Written task ::
Take down each entry exactly as written.

---- Available records

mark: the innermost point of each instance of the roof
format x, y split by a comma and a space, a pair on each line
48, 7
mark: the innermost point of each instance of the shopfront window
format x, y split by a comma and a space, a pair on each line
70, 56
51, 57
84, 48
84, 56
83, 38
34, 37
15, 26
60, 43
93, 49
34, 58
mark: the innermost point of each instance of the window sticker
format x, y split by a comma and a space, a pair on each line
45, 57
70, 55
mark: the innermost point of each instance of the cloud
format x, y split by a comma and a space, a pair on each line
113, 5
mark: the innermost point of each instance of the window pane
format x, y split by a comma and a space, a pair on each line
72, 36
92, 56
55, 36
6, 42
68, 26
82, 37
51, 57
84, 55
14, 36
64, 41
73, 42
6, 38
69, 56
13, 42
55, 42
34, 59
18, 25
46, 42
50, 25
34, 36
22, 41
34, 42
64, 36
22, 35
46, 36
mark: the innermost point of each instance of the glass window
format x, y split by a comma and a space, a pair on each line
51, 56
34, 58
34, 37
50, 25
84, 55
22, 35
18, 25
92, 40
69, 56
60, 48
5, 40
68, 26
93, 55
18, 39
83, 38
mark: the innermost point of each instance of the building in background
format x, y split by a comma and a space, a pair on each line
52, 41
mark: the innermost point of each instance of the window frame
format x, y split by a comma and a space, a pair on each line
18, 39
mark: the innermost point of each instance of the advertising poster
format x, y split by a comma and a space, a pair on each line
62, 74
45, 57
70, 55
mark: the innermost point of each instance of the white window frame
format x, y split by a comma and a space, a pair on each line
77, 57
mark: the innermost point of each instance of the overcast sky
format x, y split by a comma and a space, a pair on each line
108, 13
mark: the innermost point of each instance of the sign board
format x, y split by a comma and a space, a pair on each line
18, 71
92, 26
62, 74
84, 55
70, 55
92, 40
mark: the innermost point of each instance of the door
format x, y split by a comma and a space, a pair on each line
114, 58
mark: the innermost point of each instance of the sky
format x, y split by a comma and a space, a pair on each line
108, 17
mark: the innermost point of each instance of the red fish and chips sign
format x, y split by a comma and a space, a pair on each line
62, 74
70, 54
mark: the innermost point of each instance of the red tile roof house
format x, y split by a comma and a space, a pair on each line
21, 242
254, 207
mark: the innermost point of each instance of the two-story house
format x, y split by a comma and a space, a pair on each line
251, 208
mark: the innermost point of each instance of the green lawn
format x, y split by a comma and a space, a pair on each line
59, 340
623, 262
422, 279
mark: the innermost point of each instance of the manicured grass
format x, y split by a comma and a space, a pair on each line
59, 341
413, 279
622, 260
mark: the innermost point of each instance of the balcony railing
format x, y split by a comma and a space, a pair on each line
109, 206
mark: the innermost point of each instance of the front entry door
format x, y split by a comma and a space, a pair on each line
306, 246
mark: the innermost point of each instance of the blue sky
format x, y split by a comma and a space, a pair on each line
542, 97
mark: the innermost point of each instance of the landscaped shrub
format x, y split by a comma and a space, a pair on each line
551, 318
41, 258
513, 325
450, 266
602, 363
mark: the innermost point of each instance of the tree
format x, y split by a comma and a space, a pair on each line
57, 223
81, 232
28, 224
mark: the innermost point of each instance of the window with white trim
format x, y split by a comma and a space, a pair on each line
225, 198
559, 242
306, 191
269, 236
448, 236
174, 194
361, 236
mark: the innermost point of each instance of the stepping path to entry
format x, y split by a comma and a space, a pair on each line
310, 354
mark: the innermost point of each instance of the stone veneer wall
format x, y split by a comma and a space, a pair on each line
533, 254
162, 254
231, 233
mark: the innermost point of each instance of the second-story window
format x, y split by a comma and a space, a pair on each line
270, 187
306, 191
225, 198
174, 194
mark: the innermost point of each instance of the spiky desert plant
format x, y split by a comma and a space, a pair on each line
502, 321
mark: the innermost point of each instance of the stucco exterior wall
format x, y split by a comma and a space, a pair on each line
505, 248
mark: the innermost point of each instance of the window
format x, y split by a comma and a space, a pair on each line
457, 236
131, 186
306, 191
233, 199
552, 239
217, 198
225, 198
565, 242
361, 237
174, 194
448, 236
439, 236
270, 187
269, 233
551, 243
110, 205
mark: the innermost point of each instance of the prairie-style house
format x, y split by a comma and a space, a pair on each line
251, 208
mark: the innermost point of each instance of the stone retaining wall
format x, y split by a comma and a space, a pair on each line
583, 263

--------

Exercise response ::
mark: the innermost point of each instance of the roof
format x, y split by a comma and a space, a pair on each line
48, 7
mark: the innermost point of each instance of the shopfront window
format x, y split by a comma and a space, a pair on each line
70, 56
51, 57
84, 48
84, 56
83, 38
34, 37
15, 26
60, 43
93, 49
34, 58
mark: the innermost point of each instance of the window sticker
format x, y split by a comma and a space, a pair on each line
45, 57
70, 55
mark: the innermost point of each instance of the cloud
format x, y split by a comma and a space, a pair on each line
113, 5
mark: the innermost point of each instance of the window pane
format x, y split by a comma and a space, a pair on each line
72, 36
92, 56
55, 36
6, 42
68, 26
82, 37
51, 57
84, 55
14, 36
64, 41
73, 42
6, 38
69, 56
13, 42
55, 42
34, 59
18, 25
46, 42
50, 25
34, 36
22, 41
34, 42
64, 36
22, 35
46, 36
mark: the innermost point of each instance of the glass window
format x, y split by a comma and a space, a pair on each line
51, 56
34, 58
34, 37
50, 25
84, 55
22, 35
18, 25
92, 40
69, 56
60, 48
5, 40
68, 26
93, 55
18, 39
83, 38
mark: the innermost point of each instance of the building in background
format x, y split by a comma and a space, a pair on each line
52, 41
mark: the innermost point of each instance of the window frame
format x, y split by a comma and a space, a pair on each line
18, 39
mark: the innermost point of each instance of the advertising poster
format x, y split by a comma and a space, a pair on each line
62, 74
45, 57
70, 55
mark: the innermost point of each instance of the white window frame
format x, y split by a comma and a space, a pair on each line
77, 57
mark: the innermost point of each instance of the overcast sky
format x, y split by a comma and a space, a pair on each line
108, 13
mark: the innermost point of each instance of the sign board
format x, y split by a comma and a space, a pair on each line
18, 71
92, 26
62, 74
84, 55
70, 55
92, 40
mark: the innermost point of each instance of the door
format x, y split by a comma and a space, a pair on each line
114, 58
mark: the innermost point of each instance of the sky
format x, y split by a comma and a space, a pair on each line
108, 17
mark: the innermost point of each instance of the red fish and chips sign
format x, y split by a comma and a space, a pair on each line
62, 74
70, 54
mark: the innermost point of each instance of the red tile roof house
format x, y split by a comma and a space, a pair on each line
21, 242
254, 207
mark: the innermost point of each instance of the two-story house
format x, y split by a comma and a space, a pair on each line
251, 208
mark: the innermost point of each instance of the green lawn
format x, y split by a comma and a space, a pair on each line
59, 340
623, 262
422, 279
mark: the innermost point of each instance of the manicured grass
format x, y split by a comma and a space, a pair on each line
59, 341
413, 279
622, 260
mark: the innermost point of each instance of the balcony railing
format x, y split by a comma and a space, a pair on each line
109, 206
mark: the innermost point of each instance of the front entry door
format x, y split by a comma and a space, a pair on each line
306, 246
mark: the innermost point of each instance of the blue sky
format x, y split by a comma and a space, a pair on each line
542, 97
mark: the innermost point of each instance of the landscaped shrub
format x, y split by a comma and a space, a pair on each line
551, 318
41, 258
513, 325
450, 266
602, 363
mark: the innermost point of each instance of the tree
format x, y split by a comma and a space, a pair on each line
57, 223
81, 232
28, 224
mark: the innermost point of each instance of the window with white trim
format x, y split by a comma and a space, a pair on each line
225, 198
559, 242
306, 191
269, 236
448, 236
174, 194
361, 236
mark: the innermost point of each instance of the stepping path to entry
format x, y split by a comma and a space, a pair on each line
310, 354
mark: the innermost point of each instance of the stone veneer wall
format x, y split by a comma and a space, a pair on each line
533, 254
162, 254
231, 233
mark: the innermost point of each instance of the second-story window
format x, y split by a comma and a space, a pair on each line
270, 187
306, 191
225, 198
174, 194
mark: the innermost point of each instance of the spiky desert plant
format x, y split by a comma and a space, a pair on each line
502, 321
mark: the innermost point of each instance of the stucco exterior wall
format x, y split by a comma and a space, a pair on each line
505, 248
mark: the innermost point of each instance of the window
format x, y split by a comma and a space, a pair on each line
457, 236
131, 186
306, 191
233, 199
552, 239
217, 198
225, 198
565, 242
361, 237
174, 194
448, 236
439, 236
270, 187
269, 233
551, 243
110, 205
mark: the innermost point of each instance of the prairie-style house
format x, y split by a comma and a space, a pair on each line
251, 208
mark: the innermost point of each instance of the stone retaining wall
format x, y split by a comma and a space, a pair on each line
583, 263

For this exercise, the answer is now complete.